To be done: Reproduce verbatim the lines from the one containing "Target: green leafy tree" through the last line of the items, inclusive at both ends.

Provided material:
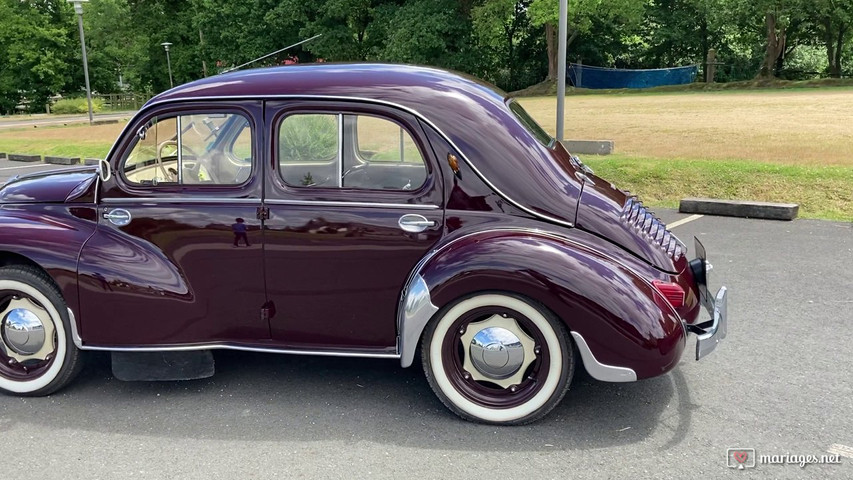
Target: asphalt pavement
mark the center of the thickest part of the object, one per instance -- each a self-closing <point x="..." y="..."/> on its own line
<point x="780" y="384"/>
<point x="39" y="120"/>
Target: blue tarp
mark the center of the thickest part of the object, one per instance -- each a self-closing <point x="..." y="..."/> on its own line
<point x="585" y="76"/>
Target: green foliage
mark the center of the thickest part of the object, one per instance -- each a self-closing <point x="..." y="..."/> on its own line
<point x="77" y="105"/>
<point x="502" y="41"/>
<point x="308" y="138"/>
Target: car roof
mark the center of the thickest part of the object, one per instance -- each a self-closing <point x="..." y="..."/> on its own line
<point x="473" y="115"/>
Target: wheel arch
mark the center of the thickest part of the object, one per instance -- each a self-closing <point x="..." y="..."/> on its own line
<point x="607" y="307"/>
<point x="49" y="238"/>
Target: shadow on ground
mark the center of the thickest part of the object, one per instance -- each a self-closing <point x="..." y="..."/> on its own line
<point x="281" y="397"/>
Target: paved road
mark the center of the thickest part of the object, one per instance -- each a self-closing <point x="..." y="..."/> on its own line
<point x="9" y="169"/>
<point x="43" y="120"/>
<point x="780" y="383"/>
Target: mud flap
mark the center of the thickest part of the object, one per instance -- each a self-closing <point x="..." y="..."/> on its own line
<point x="162" y="366"/>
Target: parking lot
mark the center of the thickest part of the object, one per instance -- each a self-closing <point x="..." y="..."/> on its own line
<point x="781" y="383"/>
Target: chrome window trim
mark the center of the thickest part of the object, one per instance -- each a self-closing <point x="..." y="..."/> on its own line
<point x="78" y="342"/>
<point x="365" y="100"/>
<point x="328" y="203"/>
<point x="340" y="150"/>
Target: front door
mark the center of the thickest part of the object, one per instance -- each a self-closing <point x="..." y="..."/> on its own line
<point x="355" y="201"/>
<point x="177" y="257"/>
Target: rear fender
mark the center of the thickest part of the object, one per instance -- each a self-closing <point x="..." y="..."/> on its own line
<point x="617" y="313"/>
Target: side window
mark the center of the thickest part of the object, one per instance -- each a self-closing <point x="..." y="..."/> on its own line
<point x="348" y="151"/>
<point x="198" y="149"/>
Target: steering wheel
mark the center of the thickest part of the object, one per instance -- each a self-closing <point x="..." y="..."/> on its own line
<point x="193" y="166"/>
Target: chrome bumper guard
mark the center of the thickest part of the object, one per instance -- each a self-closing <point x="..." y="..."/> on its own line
<point x="708" y="334"/>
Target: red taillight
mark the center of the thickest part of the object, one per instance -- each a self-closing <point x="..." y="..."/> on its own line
<point x="672" y="292"/>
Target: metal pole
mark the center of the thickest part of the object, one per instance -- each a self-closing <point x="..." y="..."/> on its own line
<point x="169" y="63"/>
<point x="78" y="8"/>
<point x="561" y="68"/>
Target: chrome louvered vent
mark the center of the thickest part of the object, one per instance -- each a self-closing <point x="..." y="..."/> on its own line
<point x="650" y="226"/>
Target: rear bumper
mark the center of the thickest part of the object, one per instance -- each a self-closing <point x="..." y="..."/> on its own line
<point x="709" y="333"/>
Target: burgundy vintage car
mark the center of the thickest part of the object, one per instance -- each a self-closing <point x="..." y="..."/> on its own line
<point x="379" y="211"/>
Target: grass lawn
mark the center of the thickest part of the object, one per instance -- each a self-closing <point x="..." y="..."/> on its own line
<point x="791" y="146"/>
<point x="769" y="145"/>
<point x="72" y="141"/>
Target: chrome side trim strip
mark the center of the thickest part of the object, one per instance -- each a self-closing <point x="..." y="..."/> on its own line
<point x="78" y="342"/>
<point x="598" y="370"/>
<point x="417" y="311"/>
<point x="352" y="204"/>
<point x="257" y="201"/>
<point x="374" y="101"/>
<point x="193" y="200"/>
<point x="75" y="335"/>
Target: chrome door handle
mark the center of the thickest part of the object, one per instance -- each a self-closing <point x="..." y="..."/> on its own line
<point x="118" y="216"/>
<point x="415" y="223"/>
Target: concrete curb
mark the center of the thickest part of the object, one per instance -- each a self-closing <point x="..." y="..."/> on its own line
<point x="62" y="160"/>
<point x="591" y="147"/>
<point x="19" y="157"/>
<point x="738" y="208"/>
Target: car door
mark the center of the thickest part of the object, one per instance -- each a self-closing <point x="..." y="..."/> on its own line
<point x="177" y="257"/>
<point x="354" y="201"/>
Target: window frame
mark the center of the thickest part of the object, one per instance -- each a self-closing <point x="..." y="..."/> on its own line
<point x="176" y="111"/>
<point x="380" y="112"/>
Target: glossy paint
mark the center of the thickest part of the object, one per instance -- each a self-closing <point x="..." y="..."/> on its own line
<point x="47" y="187"/>
<point x="327" y="270"/>
<point x="616" y="310"/>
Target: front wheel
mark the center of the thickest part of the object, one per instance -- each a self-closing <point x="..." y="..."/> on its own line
<point x="498" y="358"/>
<point x="37" y="356"/>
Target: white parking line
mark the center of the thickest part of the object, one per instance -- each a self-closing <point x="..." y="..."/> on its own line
<point x="26" y="166"/>
<point x="838" y="449"/>
<point x="678" y="223"/>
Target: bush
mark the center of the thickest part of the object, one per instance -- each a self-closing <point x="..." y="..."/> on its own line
<point x="77" y="105"/>
<point x="307" y="138"/>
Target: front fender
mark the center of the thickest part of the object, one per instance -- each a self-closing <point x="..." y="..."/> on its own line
<point x="617" y="312"/>
<point x="51" y="237"/>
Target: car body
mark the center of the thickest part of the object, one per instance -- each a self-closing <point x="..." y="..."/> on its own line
<point x="358" y="210"/>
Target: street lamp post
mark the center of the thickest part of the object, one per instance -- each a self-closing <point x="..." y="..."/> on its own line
<point x="166" y="45"/>
<point x="561" y="67"/>
<point x="78" y="9"/>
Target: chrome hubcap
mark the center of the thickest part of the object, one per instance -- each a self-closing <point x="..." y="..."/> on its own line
<point x="26" y="330"/>
<point x="497" y="350"/>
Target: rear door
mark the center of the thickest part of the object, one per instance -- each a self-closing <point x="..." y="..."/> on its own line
<point x="355" y="201"/>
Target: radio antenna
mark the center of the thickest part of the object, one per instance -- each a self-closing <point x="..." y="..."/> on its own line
<point x="273" y="53"/>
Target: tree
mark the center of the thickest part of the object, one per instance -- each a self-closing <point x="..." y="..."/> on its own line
<point x="34" y="48"/>
<point x="510" y="45"/>
<point x="834" y="22"/>
<point x="626" y="14"/>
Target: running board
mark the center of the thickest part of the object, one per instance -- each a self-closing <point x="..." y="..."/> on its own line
<point x="162" y="366"/>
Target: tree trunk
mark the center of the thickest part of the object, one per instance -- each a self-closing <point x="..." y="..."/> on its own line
<point x="775" y="45"/>
<point x="836" y="67"/>
<point x="551" y="41"/>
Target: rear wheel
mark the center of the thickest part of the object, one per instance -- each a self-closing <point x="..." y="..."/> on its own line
<point x="498" y="358"/>
<point x="37" y="356"/>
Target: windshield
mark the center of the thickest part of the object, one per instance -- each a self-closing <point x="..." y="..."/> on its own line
<point x="538" y="132"/>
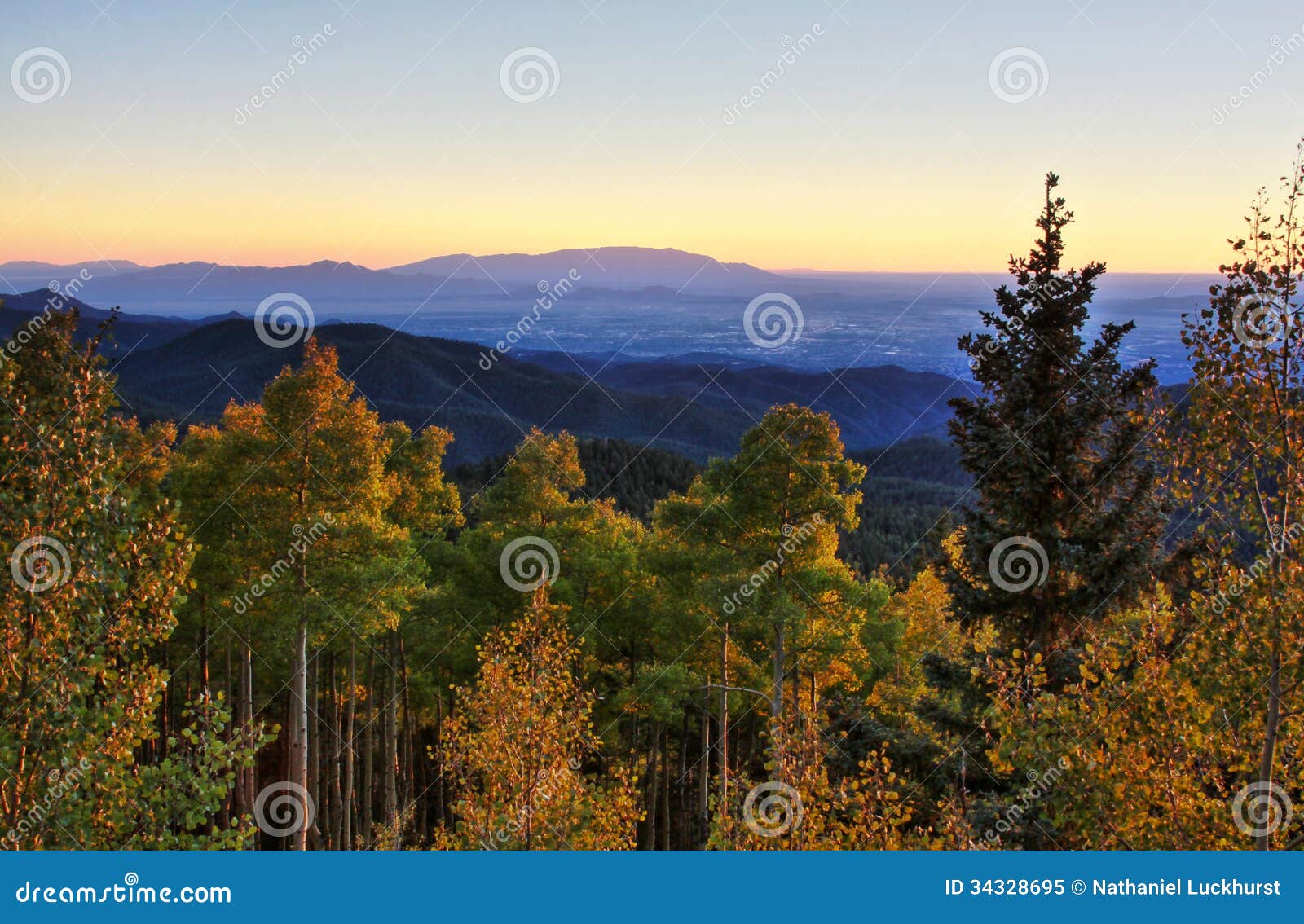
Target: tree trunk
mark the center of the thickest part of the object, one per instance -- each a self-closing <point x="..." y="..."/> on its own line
<point x="346" y="838"/>
<point x="723" y="739"/>
<point x="299" y="741"/>
<point x="368" y="794"/>
<point x="776" y="702"/>
<point x="1271" y="725"/>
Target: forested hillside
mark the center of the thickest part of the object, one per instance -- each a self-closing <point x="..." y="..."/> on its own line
<point x="267" y="604"/>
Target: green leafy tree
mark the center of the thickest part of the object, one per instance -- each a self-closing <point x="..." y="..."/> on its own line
<point x="95" y="563"/>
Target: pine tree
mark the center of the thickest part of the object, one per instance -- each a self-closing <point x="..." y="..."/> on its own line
<point x="1067" y="517"/>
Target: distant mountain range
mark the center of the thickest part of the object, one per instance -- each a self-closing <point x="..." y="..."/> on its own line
<point x="619" y="275"/>
<point x="603" y="267"/>
<point x="612" y="270"/>
<point x="188" y="371"/>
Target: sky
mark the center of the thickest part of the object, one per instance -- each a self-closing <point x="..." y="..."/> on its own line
<point x="904" y="137"/>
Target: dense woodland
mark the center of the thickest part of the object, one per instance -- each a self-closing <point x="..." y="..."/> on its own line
<point x="300" y="627"/>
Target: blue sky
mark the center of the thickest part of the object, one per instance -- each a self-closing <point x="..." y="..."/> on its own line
<point x="883" y="143"/>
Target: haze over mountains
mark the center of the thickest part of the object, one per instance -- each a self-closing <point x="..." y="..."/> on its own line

Task result:
Target: green leafy tree
mark the center of the thickest part of the object, one per instance -- each a self-closing <point x="..." y="..."/> on its own line
<point x="95" y="563"/>
Target: pine tree
mark the center of the thickest part of the object, one per instance -- each a self-closing <point x="..." y="..."/> on its own line
<point x="1067" y="517"/>
Target: distant mountain range
mark the center of the thickest part of the object, one per instance -- each a self-closing <point x="..." y="..."/> on its own line
<point x="619" y="275"/>
<point x="603" y="267"/>
<point x="612" y="270"/>
<point x="188" y="371"/>
Target: sky
mark the center of the thickest part of the object, one per instance -- each a self-closing <point x="..." y="..."/> on its own line
<point x="904" y="137"/>
Target: dense woodland
mark the center of the thickest part of the object, one per instance -- each a self-closing <point x="..." y="..."/> on its own line
<point x="300" y="627"/>
Target: blue sky
mark the center of the thickest part of the object, one per instance -- each a self-closing <point x="..." y="..."/> on its own line
<point x="883" y="143"/>
Target: haze over mountains
mark the center of the thickest part of the object, one per instance -- each a self-closing <point x="..." y="..."/> on its own line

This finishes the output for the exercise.